Instructions for the task ::
From the line containing "Practice step: put a point on each instance of the wave" through the last line of the data, return those lines exactly as written and nothing more.
## START
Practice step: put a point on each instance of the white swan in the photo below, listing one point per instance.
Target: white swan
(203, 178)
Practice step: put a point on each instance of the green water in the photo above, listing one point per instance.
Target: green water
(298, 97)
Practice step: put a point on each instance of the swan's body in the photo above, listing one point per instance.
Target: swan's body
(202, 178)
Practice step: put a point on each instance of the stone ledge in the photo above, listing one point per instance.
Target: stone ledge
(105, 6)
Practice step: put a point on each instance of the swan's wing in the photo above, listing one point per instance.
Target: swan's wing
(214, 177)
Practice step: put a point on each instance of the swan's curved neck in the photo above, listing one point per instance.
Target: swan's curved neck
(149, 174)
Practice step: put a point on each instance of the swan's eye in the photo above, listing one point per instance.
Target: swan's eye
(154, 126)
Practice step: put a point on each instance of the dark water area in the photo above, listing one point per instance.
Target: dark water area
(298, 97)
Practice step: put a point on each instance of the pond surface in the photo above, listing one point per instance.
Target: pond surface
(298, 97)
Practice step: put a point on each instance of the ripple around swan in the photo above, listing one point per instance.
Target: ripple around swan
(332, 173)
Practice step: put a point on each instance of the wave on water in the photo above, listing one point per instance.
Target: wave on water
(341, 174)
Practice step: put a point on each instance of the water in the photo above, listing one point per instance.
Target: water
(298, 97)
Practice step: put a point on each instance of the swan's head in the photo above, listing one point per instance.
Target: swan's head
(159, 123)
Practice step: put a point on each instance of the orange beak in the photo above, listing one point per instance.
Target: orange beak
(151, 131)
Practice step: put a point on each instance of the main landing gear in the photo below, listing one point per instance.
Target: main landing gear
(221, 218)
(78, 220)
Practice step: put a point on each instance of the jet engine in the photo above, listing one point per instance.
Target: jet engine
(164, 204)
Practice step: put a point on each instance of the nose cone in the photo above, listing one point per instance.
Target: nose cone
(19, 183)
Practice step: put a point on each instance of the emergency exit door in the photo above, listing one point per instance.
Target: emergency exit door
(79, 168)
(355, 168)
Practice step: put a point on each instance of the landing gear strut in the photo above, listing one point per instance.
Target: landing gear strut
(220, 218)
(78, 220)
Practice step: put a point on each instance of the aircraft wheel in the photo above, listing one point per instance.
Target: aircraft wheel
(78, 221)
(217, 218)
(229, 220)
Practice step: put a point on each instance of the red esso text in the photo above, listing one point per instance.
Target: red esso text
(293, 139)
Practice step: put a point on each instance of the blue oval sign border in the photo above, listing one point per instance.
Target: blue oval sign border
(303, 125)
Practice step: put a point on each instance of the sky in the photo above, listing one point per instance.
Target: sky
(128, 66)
## END
Task output ::
Practice step: put a point on each instance of the wave on water in the photo above, listing one point per instance.
Target: wave on water
(341, 174)
Practice step: put a point on each instance of the water in the photo above, listing one point per instance.
Target: water
(298, 97)
Practice step: put a point on each instance of the swan's head in the photo above, listing one point per instance.
Target: swan's head
(159, 123)
Practice step: put a point on each instance of the orange beak in the photo above, listing one point per instance.
Target: orange beak
(151, 131)
Practice step: put a point on each instance of the main landing gear in the photo below, listing one point per instance.
Target: main landing gear
(221, 218)
(78, 220)
Practice step: put a point on each instance of the jet engine in the photo above, listing one point per instance.
Target: jet engine
(164, 204)
Practice step: put a point on each instance of the nose cone in the photo above, listing one point per instance.
Target: nose cone
(19, 183)
Practice step: put a point on each instance of the emergency exit door in the photo above, listing one point per instance.
Target: emergency exit door
(79, 168)
(355, 168)
Practice step: put a point on each instance of the landing gear strut in the photo above, listing one point per instance.
Target: landing gear strut
(220, 218)
(78, 220)
Practice step: put a point on each instance of the aircraft wheel in the photo above, listing one point per instance.
Target: aircraft wheel
(78, 221)
(217, 218)
(229, 220)
Practice step: put a point on each instance of the red esso text in the photo above, listing one point per instance.
Target: red esso text
(293, 139)
Practice step: put a point on each instance of the blue oval sign border in the photo above, listing one point per instance.
Target: blue oval sign border
(303, 125)
Practice step: put a point on each instance of the sky in the photo above, listing one point per instance.
Target: sky
(128, 66)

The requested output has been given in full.